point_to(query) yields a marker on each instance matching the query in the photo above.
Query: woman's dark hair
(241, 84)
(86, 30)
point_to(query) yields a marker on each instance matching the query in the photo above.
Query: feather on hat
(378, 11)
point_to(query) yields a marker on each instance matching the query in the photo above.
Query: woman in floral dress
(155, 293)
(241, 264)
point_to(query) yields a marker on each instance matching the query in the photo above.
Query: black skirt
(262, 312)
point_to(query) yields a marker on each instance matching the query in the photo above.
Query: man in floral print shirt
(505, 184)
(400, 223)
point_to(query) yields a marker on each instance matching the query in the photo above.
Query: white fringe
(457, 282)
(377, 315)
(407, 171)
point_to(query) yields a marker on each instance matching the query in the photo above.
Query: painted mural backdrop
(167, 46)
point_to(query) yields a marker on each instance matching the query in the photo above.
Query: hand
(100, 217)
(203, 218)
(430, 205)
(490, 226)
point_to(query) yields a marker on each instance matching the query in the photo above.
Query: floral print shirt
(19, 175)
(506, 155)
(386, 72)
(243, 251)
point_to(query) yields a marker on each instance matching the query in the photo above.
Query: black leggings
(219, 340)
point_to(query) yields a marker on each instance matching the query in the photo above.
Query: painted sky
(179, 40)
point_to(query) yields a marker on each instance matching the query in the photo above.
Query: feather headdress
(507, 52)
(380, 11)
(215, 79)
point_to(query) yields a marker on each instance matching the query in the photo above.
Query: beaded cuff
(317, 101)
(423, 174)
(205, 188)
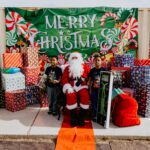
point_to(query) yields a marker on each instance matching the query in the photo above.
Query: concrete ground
(35, 121)
(33, 128)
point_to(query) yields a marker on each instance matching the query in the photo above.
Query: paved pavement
(33, 128)
(35, 121)
(48, 143)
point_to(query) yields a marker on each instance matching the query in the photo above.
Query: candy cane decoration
(119, 14)
(11, 39)
(108, 14)
(133, 41)
(28, 30)
(130, 28)
(12, 19)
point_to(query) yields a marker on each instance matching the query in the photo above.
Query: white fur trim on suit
(84, 106)
(70, 107)
(78, 88)
(63, 67)
(67, 88)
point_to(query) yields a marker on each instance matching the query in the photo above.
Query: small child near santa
(54, 75)
(94, 83)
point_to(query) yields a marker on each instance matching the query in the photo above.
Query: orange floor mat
(77, 138)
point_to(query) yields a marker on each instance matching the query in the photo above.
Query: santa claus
(74, 81)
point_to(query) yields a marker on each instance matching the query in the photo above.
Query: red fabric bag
(124, 111)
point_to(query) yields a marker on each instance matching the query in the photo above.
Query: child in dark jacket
(54, 74)
(94, 83)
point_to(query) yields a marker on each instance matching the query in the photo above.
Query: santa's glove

TO DO
Return all the material exactly, skipping pictures.

SOLUTION TO THIS EXERCISE
point_to(query) yields a marker on each instance matching the query in the photo above.
Query: woman's dark hair
(241, 84)
(86, 30)
point_to(query) yields a marker on each instance matching the query in the photo above.
Query: feather on hat
(378, 11)
point_to(query) yields a marker on each instance matching the query in the photo above.
Query: woman in floral dress
(155, 293)
(241, 264)
point_to(query) yields a marker on each instance matching the query in the photo above.
Query: black skirt
(262, 312)
point_to(query) yields a marker on each instance matching the query in the photo above.
Query: man in floral print shirt
(505, 184)
(400, 223)
point_to(query) yields a marker on each instance matching the query in the photo above.
Query: white fringe
(457, 282)
(377, 315)
(407, 171)
point_to(query) yields a marker on each instance matching the query in the photo above.
Query: painted mural backdrop
(167, 46)
point_to(query) yields a marker on each instance matching the query in the photo above.
Query: hand
(100, 217)
(203, 218)
(430, 205)
(490, 226)
point_to(query) yields a marker on each instance matching the query in the photo above.
Query: floral print shirt
(19, 175)
(506, 155)
(386, 72)
(243, 251)
point_to(query) yields a marker on each instance matching the query in the photo above.
Query: black leggings
(219, 340)
point_to(query) yields a marker on each instance matching the query in the photo above.
Query: painted sky
(179, 40)
point_to(query) yields a marker on each instance matching the query in the photo above.
Query: feather headdress
(507, 52)
(380, 11)
(215, 79)
point_to(query) yields a marker on each instance matching the query in the photo above.
Query: beaded cuff
(317, 101)
(423, 174)
(205, 188)
point_to(query) yields a marker on each instance matching the query in the photo above.
Query: concrete ground
(35, 121)
(33, 128)
point_to(query) yields a marker on each instance matching the query in the photo above.
Query: paved pavement
(33, 128)
(35, 121)
(48, 143)
point_to(query) yields a marker on each instance matching the query in the photo above.
Query: candy cane decoration
(119, 14)
(11, 39)
(108, 14)
(133, 41)
(28, 30)
(130, 28)
(12, 19)
point_to(query) yields a marker on each instance matching the query in the photo above.
Query: white fur trim on suit
(84, 106)
(70, 107)
(78, 88)
(63, 67)
(67, 88)
point_to(query) yields a marker on each instance matching the query in the photo above.
Query: small child near santa
(54, 75)
(94, 83)
point_to(query) yields a marker on each instance matching the query in the photo above.
Query: orange floor mat
(77, 138)
point_to(query) yields a marker on each instance matching the query in the photo above.
Query: santa claus
(74, 81)
point_to(query) yields a marker on each instance matching the query in the photo above.
Query: red fabric bag
(124, 111)
point_to(query) yields a marker on each instance matching the query in the photo above.
Query: child in dark jacket
(54, 74)
(94, 83)
point_to(query) yields a marker on each instance matching the query in the photo above.
Query: santa's glove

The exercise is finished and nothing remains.